What you have to do ▸ Could you print the rows below without any change, covering everything from the line containing "Look at the photo above. For each instance of the concrete" down to the line containing "pixel 777 288", including both of those lines?

[Collection entries]
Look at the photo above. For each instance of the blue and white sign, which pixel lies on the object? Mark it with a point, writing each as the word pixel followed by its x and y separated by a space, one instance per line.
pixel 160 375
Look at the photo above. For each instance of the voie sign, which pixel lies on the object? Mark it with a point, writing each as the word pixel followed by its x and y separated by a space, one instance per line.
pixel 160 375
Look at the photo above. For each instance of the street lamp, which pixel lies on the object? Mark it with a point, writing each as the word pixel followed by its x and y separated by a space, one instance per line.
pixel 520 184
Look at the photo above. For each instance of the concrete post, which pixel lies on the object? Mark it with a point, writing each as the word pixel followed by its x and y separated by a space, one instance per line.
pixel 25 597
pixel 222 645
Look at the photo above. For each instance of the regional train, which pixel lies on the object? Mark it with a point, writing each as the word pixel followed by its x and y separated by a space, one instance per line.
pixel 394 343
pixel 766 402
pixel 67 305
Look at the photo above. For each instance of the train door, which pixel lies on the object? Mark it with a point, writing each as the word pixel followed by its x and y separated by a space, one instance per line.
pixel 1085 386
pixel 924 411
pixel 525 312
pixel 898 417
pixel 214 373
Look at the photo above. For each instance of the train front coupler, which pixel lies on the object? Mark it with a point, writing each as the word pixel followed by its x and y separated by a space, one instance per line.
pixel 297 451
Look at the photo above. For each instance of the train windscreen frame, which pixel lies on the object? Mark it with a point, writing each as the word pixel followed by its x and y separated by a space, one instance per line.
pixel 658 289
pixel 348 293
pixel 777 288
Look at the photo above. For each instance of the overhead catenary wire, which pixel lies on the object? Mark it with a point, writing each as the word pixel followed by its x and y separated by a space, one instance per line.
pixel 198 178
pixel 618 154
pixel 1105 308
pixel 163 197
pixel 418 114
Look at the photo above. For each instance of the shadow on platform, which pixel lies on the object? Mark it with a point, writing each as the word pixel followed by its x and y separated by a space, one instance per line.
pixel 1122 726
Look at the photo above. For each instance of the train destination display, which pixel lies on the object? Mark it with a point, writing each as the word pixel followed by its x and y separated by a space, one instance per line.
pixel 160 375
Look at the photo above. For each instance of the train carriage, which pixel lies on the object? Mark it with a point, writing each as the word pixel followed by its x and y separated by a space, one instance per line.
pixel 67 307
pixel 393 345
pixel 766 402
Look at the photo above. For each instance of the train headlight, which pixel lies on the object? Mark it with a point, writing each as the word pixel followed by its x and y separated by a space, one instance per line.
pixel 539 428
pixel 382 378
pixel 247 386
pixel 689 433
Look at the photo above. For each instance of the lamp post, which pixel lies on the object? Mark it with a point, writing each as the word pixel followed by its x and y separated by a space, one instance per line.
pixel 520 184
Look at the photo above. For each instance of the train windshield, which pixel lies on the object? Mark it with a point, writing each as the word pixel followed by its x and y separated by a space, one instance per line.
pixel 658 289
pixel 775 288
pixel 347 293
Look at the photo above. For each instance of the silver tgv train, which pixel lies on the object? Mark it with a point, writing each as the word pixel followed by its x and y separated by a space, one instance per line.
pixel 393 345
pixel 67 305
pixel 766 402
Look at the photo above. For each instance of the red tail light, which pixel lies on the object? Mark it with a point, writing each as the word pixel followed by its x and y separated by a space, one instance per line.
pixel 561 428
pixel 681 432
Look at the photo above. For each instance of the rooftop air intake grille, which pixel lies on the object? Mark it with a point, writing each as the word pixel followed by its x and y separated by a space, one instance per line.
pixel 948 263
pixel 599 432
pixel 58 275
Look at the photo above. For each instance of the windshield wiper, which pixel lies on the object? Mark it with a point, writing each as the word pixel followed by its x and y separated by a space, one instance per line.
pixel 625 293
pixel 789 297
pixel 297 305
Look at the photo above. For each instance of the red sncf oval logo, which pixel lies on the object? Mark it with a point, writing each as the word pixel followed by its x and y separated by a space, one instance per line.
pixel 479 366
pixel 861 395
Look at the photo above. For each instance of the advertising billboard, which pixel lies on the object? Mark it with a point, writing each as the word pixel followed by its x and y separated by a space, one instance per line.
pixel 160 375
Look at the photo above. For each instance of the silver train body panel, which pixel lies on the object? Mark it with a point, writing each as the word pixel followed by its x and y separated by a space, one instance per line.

Response to this task ▸
Look at the photo above. For each instance of the concrete post, which pixel lies on the object? Mark it with a point, writing each as the word pixel followed by its x and y separated by a space, one instance per line.
pixel 25 597
pixel 222 645
Look at the photo above. For each instance of the regional train, which pixel lies on the object? Mark it with a point, writing each as the word pixel followed by its x and y separated by a space, one instance per line.
pixel 394 343
pixel 766 402
pixel 67 305
Look at the photo above. For each instance of the train door, which pixel lies on the object? Mark it with a point, writing each as the word pixel followed by its x and y separated by a space, one instance per line.
pixel 1085 386
pixel 924 411
pixel 525 312
pixel 898 417
pixel 214 373
Look at the photo above. For each instance of the train front coupler, which pixel lies on the object? Mark it with a point, writing each as the word pixel followed by its x and y separated by a space, one instance per line.
pixel 297 451
Look at the photo above. For each instance of the train windscreen frame, which pixel lies on the object? Mark it with a point, writing each as the word pixel followed by its x and y separated by a space, one instance per line.
pixel 658 289
pixel 348 293
pixel 777 288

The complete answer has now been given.